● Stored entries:
^^^^

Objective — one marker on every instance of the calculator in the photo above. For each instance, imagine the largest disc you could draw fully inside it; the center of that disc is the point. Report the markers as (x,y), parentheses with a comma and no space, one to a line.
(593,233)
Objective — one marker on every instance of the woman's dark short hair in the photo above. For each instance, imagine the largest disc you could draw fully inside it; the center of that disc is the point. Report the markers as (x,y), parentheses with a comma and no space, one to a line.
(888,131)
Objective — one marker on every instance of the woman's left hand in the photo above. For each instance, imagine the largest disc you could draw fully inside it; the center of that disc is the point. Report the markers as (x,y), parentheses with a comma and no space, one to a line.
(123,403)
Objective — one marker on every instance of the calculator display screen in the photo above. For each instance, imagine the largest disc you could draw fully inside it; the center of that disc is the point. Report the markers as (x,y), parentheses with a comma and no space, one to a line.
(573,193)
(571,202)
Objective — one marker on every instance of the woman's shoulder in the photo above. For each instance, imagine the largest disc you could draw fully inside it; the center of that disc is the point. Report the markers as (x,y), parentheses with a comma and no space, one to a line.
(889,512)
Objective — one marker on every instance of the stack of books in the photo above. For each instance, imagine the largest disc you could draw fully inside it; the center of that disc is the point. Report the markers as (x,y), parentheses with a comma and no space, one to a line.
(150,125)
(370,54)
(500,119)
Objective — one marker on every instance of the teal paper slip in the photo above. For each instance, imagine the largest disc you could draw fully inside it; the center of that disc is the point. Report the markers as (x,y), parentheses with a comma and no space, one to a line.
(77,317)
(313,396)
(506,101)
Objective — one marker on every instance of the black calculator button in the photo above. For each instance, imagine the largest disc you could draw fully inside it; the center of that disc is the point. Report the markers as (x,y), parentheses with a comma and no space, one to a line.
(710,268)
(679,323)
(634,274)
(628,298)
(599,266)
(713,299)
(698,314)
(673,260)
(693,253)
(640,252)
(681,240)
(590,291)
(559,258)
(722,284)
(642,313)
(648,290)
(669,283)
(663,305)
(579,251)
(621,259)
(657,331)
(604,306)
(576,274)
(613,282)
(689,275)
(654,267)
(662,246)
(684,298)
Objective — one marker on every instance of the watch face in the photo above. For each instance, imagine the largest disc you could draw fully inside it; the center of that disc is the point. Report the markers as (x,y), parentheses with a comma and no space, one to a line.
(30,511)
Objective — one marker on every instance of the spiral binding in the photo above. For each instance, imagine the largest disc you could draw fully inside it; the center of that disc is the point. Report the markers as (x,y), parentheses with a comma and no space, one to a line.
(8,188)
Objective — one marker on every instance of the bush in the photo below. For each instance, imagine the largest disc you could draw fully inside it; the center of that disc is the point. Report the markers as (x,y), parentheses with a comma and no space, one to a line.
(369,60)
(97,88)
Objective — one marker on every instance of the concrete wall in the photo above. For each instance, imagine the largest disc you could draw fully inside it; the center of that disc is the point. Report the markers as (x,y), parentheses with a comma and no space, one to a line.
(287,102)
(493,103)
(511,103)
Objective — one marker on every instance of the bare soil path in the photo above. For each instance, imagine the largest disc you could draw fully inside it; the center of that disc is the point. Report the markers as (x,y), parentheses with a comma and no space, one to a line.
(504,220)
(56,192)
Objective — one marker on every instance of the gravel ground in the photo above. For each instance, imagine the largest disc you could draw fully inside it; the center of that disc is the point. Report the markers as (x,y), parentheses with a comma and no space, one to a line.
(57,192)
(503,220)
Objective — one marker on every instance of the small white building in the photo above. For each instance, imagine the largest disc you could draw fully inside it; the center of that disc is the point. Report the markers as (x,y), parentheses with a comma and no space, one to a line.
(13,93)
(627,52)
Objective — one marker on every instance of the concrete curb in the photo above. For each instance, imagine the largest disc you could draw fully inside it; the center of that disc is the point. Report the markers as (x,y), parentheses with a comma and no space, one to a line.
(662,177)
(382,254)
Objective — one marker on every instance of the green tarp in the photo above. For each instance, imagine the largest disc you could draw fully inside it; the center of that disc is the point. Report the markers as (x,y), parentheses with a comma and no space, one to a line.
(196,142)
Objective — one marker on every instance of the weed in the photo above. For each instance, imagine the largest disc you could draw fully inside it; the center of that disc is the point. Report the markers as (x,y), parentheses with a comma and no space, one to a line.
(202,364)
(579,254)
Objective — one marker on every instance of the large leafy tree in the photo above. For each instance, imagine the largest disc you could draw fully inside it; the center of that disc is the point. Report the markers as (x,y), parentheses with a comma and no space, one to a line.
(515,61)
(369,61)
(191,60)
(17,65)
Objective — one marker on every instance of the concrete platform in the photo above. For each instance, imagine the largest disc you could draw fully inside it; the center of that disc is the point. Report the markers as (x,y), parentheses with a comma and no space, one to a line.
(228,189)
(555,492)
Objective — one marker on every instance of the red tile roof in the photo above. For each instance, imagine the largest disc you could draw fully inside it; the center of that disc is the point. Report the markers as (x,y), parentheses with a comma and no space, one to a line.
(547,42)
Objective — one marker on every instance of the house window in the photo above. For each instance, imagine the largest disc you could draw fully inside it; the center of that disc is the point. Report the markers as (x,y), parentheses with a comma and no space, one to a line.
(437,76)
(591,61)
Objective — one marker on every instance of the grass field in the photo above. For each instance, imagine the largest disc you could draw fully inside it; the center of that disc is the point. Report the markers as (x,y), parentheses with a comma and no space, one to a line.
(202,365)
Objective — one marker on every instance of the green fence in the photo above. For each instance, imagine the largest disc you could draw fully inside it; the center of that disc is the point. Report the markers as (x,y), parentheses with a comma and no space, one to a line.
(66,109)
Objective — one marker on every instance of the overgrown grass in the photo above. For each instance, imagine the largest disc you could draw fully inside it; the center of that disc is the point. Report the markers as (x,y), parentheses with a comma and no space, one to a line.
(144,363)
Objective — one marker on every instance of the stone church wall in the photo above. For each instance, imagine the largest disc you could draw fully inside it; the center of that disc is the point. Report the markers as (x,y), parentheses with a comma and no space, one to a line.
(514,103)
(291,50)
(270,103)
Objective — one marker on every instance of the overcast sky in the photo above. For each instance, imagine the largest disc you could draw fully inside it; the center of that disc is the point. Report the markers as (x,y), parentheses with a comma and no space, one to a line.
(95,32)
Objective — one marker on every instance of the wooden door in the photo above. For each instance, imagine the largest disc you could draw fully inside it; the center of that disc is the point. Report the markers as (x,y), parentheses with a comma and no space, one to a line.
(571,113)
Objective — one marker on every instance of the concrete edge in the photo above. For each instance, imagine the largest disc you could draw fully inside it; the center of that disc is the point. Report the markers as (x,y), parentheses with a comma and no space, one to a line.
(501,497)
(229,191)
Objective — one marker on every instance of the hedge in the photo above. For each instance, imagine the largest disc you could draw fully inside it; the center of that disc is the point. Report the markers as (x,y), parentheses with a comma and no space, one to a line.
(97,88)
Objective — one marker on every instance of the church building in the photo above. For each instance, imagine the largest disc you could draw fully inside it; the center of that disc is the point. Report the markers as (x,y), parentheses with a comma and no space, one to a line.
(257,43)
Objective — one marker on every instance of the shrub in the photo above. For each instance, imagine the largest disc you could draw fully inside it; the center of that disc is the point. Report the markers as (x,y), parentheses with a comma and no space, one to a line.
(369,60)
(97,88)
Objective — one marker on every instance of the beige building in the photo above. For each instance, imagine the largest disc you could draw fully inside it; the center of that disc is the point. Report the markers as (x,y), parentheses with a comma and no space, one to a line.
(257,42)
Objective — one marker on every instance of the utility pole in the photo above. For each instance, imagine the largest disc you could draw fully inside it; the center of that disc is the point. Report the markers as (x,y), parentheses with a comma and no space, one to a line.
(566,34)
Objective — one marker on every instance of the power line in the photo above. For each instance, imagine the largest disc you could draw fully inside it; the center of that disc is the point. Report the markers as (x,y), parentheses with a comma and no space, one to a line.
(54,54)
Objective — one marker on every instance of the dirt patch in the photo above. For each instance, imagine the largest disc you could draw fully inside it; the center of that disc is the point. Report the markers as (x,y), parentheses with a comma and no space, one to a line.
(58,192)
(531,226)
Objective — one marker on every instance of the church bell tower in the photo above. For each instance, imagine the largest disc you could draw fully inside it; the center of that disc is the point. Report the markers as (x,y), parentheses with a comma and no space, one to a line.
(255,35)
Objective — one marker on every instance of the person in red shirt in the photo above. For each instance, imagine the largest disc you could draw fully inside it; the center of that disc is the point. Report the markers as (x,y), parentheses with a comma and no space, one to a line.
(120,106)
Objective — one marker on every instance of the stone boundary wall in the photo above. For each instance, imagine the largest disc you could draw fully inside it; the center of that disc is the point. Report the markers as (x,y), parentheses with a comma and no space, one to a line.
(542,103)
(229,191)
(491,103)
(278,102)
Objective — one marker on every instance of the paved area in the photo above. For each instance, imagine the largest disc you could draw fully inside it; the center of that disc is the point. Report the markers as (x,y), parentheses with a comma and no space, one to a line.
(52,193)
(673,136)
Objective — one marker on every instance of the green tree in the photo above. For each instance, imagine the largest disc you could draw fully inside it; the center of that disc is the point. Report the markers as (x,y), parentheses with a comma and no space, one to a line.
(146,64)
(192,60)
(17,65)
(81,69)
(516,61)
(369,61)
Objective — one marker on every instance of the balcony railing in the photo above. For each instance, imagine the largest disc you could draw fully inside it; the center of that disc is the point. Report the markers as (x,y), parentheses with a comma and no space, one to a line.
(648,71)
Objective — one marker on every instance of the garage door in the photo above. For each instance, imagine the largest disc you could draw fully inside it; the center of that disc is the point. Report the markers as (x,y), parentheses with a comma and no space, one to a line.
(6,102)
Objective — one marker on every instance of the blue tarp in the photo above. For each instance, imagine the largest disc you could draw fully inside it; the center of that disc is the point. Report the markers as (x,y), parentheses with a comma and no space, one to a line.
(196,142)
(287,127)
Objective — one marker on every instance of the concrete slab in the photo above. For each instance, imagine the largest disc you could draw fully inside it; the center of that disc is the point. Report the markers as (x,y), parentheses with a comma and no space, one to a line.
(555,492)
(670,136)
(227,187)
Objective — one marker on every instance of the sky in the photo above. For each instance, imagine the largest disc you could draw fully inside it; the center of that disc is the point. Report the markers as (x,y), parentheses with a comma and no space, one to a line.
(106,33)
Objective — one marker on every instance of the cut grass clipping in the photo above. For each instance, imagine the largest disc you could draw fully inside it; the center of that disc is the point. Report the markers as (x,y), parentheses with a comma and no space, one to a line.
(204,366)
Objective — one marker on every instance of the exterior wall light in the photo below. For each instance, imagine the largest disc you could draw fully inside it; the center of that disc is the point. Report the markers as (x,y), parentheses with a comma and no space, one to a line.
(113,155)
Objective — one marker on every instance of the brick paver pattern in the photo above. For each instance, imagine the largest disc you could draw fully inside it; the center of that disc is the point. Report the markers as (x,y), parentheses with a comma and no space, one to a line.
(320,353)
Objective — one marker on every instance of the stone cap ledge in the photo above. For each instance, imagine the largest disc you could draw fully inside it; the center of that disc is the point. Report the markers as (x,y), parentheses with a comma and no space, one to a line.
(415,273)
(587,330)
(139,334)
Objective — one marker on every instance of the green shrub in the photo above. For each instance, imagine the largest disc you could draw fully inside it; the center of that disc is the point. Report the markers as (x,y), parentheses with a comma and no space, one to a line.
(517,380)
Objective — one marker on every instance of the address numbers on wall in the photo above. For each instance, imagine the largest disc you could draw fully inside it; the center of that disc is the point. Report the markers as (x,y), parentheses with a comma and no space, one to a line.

^^^^

● Activity: Could you write out, unchanged, the line with "Objective — one marker on every instance of the exterior" and every line after it in the data above?

● Answer box:
Objective — one marker on every instance of the exterior wall light in the photo below. For each instance, imagine the largest disc you could draw fully inside it; the center of that disc is the point. Report the markers as (x,y), parentheses with a comma and no space, one to a line.
(113,155)
Objective — one marker on every instance of the brick paver pattern in the photo above. For each instance, imagine the largest disc you could draw fully inside it; the center of that disc is the point. Report the markers as (x,y), parentheses with a comma and no space, one to a line.
(320,353)
Objective — one marker on every instance of the stone cap ledge in the photo above. For each instance, imagine the largest disc you could draw fully inside it; the center of that disc is the point. Report the markers as (x,y), parentheses with a comma and no space, one to a line.
(415,273)
(587,330)
(139,334)
Objective — one marker on every instance of the green shrub in the photo above. For each instance, imagine the largest disc you could draw fully inside it; the center of that disc is the point. Report the markers as (x,y), parentheses with a comma and no space, one to a line.
(517,380)
Objective — one marker on every instance of the address numbers on wall in the photo above. For each instance, imagine the largest disc you could draw fully inside it; the center of that disc is the point. Report the markers as (x,y), parentheses with a comma and no space, one to a line.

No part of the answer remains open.